Source data
• • •

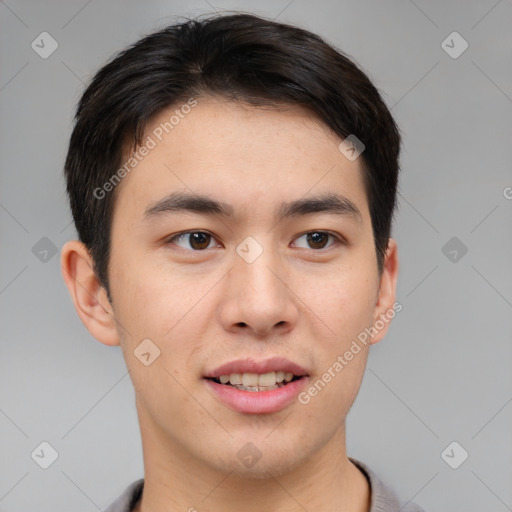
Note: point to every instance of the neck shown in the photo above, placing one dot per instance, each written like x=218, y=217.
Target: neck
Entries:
x=175, y=481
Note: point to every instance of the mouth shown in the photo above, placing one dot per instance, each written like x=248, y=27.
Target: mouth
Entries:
x=248, y=386
x=254, y=382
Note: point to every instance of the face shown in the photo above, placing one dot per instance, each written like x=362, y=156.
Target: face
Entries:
x=244, y=281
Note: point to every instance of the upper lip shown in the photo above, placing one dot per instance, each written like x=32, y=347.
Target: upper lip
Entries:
x=272, y=364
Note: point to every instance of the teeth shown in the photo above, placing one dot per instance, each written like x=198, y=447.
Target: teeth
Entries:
x=254, y=381
x=249, y=379
x=267, y=379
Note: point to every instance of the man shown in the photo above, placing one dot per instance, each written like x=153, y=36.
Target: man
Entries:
x=233, y=182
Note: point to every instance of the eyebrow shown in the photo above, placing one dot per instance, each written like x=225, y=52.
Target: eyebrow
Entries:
x=183, y=201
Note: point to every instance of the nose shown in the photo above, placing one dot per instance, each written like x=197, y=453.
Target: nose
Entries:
x=259, y=296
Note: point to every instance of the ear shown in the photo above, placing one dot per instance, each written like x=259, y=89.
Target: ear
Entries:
x=386, y=307
x=89, y=297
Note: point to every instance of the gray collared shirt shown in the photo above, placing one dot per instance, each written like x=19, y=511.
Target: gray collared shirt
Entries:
x=383, y=499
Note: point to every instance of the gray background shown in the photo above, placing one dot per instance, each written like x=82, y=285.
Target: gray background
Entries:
x=442, y=374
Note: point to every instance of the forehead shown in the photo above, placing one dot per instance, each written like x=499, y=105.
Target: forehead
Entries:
x=246, y=156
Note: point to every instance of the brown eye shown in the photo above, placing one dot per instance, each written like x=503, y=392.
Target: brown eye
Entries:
x=198, y=240
x=317, y=239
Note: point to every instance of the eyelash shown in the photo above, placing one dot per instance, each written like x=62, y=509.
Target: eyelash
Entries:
x=337, y=238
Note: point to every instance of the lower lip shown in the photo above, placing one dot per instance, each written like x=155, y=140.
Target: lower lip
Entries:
x=257, y=402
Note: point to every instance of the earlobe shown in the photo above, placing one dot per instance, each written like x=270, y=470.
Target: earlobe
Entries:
x=89, y=297
x=385, y=307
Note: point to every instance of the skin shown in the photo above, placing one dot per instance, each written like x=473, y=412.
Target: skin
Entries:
x=205, y=307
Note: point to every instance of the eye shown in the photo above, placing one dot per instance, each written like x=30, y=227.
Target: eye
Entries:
x=198, y=240
x=318, y=239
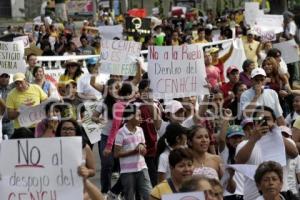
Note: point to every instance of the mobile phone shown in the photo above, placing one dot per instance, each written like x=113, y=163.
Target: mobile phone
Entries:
x=261, y=121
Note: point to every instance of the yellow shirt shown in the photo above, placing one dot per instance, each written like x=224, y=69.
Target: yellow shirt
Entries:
x=33, y=96
x=64, y=79
x=161, y=189
x=251, y=49
x=200, y=41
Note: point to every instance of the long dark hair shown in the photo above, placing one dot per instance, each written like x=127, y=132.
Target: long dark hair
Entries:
x=231, y=154
x=78, y=130
x=109, y=99
x=169, y=139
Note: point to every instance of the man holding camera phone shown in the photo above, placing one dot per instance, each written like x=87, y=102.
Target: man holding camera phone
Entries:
x=251, y=150
x=257, y=95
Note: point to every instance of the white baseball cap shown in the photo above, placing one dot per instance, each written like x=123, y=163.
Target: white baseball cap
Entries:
x=173, y=106
x=258, y=71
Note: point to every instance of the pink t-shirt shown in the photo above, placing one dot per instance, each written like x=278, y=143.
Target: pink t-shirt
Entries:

• • •

Output every line of the rows above as a JSON list of strings, one string per line. Skip blank lines and leave out the pictures.

[
  "Note: point to every instance of the neck shown in the photo above, placing one dot per instance, each written like x=218, y=217.",
  "Target: neck",
  "Entries:",
  "x=175, y=481",
  "Note: point to every instance of the mouth shown in the photo above, placing one dot per instance, each written like x=248, y=27.",
  "Target: mouth",
  "Entries:",
  "x=248, y=386",
  "x=254, y=382",
  "Note: point to every instance of the face shown in the photo above, placing one dot per instance, each written like x=362, y=156.",
  "Target: face",
  "Entries:",
  "x=244, y=281",
  "Note: point to every instance of the upper lip shown in the photo above, placing one dot per instance, each written like x=32, y=347.",
  "Target: upper lip",
  "Entries:",
  "x=272, y=364",
  "Note: point to every instance of the teeth shown in the photo above, placing one dot per instance, each written like x=198, y=447.",
  "Target: teeth",
  "Entries:",
  "x=254, y=381",
  "x=249, y=379",
  "x=267, y=379",
  "Note: point to every instance of the man shown in the photo above, placing one dot per instance, each written like x=153, y=36.",
  "Target: man",
  "Entries:",
  "x=233, y=182",
  "Note: point to every instance of the eyebrow shown in the photo above, placing one dot per instance, each written like x=225, y=52.",
  "Target: eyebrow",
  "Entries:",
  "x=183, y=201",
  "Note: point to every instance of the nose shown in the photo above, placing one dot per instance, each written like x=197, y=453.",
  "Target: nose",
  "Entries:",
  "x=259, y=296",
  "Note: point to every instance of the ear shown in the photo above, placing one dot per instance, each written like x=259, y=89.",
  "Target: ear",
  "Entries:",
  "x=386, y=307",
  "x=89, y=297",
  "Note: point to every instance of the gray collared shirt shown in the photo above, placing one dot per instance, each written like x=19, y=511.",
  "Target: gray collared shirt",
  "Entries:",
  "x=383, y=499",
  "Note: point to every instance of the gray background shown in the photo above, placing one dot per instance, each written like x=82, y=285.",
  "Target: gray background",
  "Entries:",
  "x=442, y=374",
  "Note: point to every instance of the forehead shown in the photo above, placing one dot per instance, each written like x=499, y=105.",
  "Target: forehead",
  "Entries:",
  "x=246, y=156",
  "Note: point to every instance of the brown eye shown in the photo above, placing one dot per instance, each written like x=503, y=392.",
  "Target: brown eye",
  "Entries:",
  "x=198, y=240",
  "x=317, y=239",
  "Note: point to every instance of the eyelash shown in the photo above, placing one dot per instance, each written like x=62, y=509.",
  "Target: eyelash",
  "Entries:",
  "x=337, y=238",
  "Note: point to every instance of the lower lip shown in the photo above, placing one dot per instance, each written like x=155, y=140.",
  "Target: lower lip",
  "Entries:",
  "x=257, y=402",
  "Note: point to every instance of the earlobe shown in the photo above, placing one dot per instance, each written like x=270, y=470.",
  "Target: earlobe",
  "Entries:",
  "x=89, y=297",
  "x=385, y=307",
  "Note: point to every instance of the skin shown in the photo above, placing one dot per instance, each written like x=473, y=412.",
  "Target: skin",
  "Entries:",
  "x=205, y=307",
  "Note: point to every instance of the eye shown in the photo above, placing one dot per instance, each written like x=30, y=227.",
  "Target: eye",
  "Entries:",
  "x=198, y=240",
  "x=318, y=239",
  "Note: point to every instance of the mobile phone shown in the photo above, placing one dot per instance, each written like x=113, y=163.",
  "Target: mobile phone",
  "Entries:",
  "x=261, y=121",
  "Note: point to every instance of the yellow shirt shown in the photo above, placing one dot per instance, each written like x=224, y=69.",
  "Target: yellow shirt",
  "Entries:",
  "x=33, y=96",
  "x=64, y=79",
  "x=161, y=189",
  "x=251, y=49",
  "x=200, y=41",
  "Note: point to every instance of the long dark hair shown in the photo above, placing one dot per instance, each written like x=127, y=132.",
  "Target: long dark hair",
  "Entries:",
  "x=231, y=154",
  "x=78, y=130",
  "x=109, y=99",
  "x=169, y=139",
  "Note: point to every instance of the man holding camera phone shown in the photo above, placing one dot per instance, each written like x=87, y=102.",
  "Target: man holding camera phone",
  "Entries:",
  "x=251, y=150",
  "x=257, y=95",
  "Note: point to every instance of the white baseball cap shown in the photo above, placing one dot per instance, each written like x=123, y=163.",
  "Target: white baseball cap",
  "Entries:",
  "x=173, y=106",
  "x=258, y=71",
  "Note: point to every instance of the pink t-shirt shown in the photo above, placing one dot per instance, each written like x=278, y=143.",
  "Target: pink t-shirt",
  "Entries:"
]